## Tasks to carry out:
[1] Answer these questions about the article on the NVIDIA Blackwell chip delay:
(a) How long could the delay extend, according to the sources?
(b) Which company discovered the production issue?
(c) In which TSMC facility is initial CoWoS-L capacity being installed?
[2] Rewrite the article on the NVIDIA Blackwell chip delay from "When approached for" to "respond to inquiries.", substituting "refused to comment" for "declined to comment".

## Supplied text:
______________________________

Saturday, August 3rd 2024

Design Issues May Postpone Launch of NVIDIA's Advanced Blackwell AI Chips

NVIDIA may face delays in releasing its newest artificial intelligence chips due to design issues, according to anonymous sources involved in chip and server hardware production cited by The Information. The delay could extend to three months or more, potentially affecting major customers such as Meta, Google, and Microsoft. An unnamed Microsoft employee and another source claim that NVIDIA has already informed Microsoft about delays affecting the most advanced models in the Blackwell AI chip series. As a result, significant shipments are not expected until the first quarter of 2025.

When approached for comment, an NVIDIA spokesperson did not address communications with customers regarding the delay but stated that "production is on track to ramp" later this year. The Information reports that Microsoft, Google, Amazon Web Services, and Meta declined to comment on the matter, while Taiwan Semiconductor Manufacturing Company (TSMC) did not respond to inquiries.

Update 1:
The production issue was discovered by manufacturer TSMC, and involves the processor die that connects two Blackwell GPUs on a GB200." — via Data Center Dynamics
NVIDIA needs to redesign its chip, requiring a new TSMC production test before mass production. Rumors say they're considering a single-GPU version to expedite delivery. The delay leaves TSMC production lines idle temporarily.

Update 2:
SemiAnalysis's Dylan Patel reports in a message on Twitter (now known as X) that Blackwell supply will be considerably lower than anticipated in Q4 2024 and H1 2025. This shortage stems from TSMC's transition from CoWoS-S to CoWoS-L technology, required for NVIDIA's advanced Blackwell chips. Currently, TSMC's AP3 packaging facility is dedicated to CoWoS-S production, while initial CoWoS-L capacity is being installed in the AP6 facility.

______________________________

## Material provided:

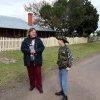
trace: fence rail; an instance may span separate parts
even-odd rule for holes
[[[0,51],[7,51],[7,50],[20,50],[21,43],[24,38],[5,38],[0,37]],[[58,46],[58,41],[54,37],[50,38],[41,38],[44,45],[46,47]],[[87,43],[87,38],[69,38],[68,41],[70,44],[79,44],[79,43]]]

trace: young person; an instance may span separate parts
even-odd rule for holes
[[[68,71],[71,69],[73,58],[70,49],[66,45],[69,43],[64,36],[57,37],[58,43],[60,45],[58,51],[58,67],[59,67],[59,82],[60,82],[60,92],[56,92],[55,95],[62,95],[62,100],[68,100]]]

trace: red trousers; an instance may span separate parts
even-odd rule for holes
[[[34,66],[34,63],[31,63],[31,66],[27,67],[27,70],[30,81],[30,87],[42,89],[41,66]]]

______________________________

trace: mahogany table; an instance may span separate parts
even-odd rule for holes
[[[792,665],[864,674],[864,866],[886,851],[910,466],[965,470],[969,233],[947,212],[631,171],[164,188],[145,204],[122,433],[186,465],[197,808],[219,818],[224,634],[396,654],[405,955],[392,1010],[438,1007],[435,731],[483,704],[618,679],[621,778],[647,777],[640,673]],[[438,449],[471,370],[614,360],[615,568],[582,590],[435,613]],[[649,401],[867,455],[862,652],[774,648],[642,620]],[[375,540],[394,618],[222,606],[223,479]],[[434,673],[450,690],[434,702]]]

______________________________

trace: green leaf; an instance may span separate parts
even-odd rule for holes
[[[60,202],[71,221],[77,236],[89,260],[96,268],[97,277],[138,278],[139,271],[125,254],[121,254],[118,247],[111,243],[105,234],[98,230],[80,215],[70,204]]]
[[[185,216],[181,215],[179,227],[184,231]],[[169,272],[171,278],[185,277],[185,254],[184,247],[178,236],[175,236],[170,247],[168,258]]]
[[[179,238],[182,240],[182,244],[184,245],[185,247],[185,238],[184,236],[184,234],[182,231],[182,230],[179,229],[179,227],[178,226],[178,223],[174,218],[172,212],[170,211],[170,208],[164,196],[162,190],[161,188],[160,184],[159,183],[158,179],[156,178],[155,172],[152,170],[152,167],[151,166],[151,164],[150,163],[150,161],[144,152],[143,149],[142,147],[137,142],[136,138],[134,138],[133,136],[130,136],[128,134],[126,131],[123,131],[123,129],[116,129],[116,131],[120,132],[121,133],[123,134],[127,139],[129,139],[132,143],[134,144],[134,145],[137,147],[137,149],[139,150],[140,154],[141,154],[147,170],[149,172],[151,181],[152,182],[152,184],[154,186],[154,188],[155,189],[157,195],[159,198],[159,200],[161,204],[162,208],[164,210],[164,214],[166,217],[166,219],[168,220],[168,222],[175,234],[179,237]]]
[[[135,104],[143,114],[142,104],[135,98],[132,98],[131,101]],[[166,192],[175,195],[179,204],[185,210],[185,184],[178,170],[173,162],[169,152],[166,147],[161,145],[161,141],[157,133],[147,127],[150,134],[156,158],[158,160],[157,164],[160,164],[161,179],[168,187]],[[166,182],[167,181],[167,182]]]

______________________________

## Results by task:
[1]
(a) Three months or more.
(b) TSMC.
(c) The AP6 facility.

[2]
When approached for comment, an NVIDIA spokesperson did not address communications with customers regarding the delay but stated that "production is on track to ramp" later this year. The Information reports that Microsoft, Google, Amazon Web Services, and Meta refused to comment on the matter, while Taiwan Semiconductor Manufacturing Company (TSMC) did not respond to inquiries.